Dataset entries
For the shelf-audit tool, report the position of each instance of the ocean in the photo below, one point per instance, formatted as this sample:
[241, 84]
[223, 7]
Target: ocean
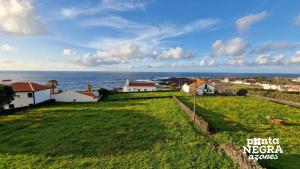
[78, 80]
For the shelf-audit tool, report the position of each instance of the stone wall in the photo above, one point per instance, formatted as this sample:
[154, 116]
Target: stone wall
[230, 149]
[238, 157]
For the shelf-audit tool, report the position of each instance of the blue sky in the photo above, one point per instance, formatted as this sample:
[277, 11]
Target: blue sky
[150, 35]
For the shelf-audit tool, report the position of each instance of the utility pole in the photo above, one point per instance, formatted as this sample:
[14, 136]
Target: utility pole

### What is being asked:
Output the lines above as a JSON list of strings, with one string per line and blank lines omitted. Leave the pictures out.

### Answer in full:
[
  "For the shelf-audit tool, report the position of each instance of the ocean in the photo below, one point per instance, formatted as this sample:",
  "[241, 84]",
  "[223, 7]",
  "Target: ocean",
  "[78, 80]",
  "For the shelf-audit tool, report the position of each instance of the stone wall in the photo above, one point per instance, formatted as this sample:",
  "[154, 116]",
  "Target: stone wall",
  "[230, 149]",
  "[238, 157]",
  "For the shelf-audit tool, report the position of each instance of the blue sky in the photo above, one point per instance, formatted as this sample:",
  "[277, 11]",
  "Target: blue sky",
  "[150, 35]",
  "For the shelf-audit tool, report the position of each instance of the utility pole in the photo above, one point per instance, formatted as this sample:",
  "[14, 136]",
  "Target: utility pole"
]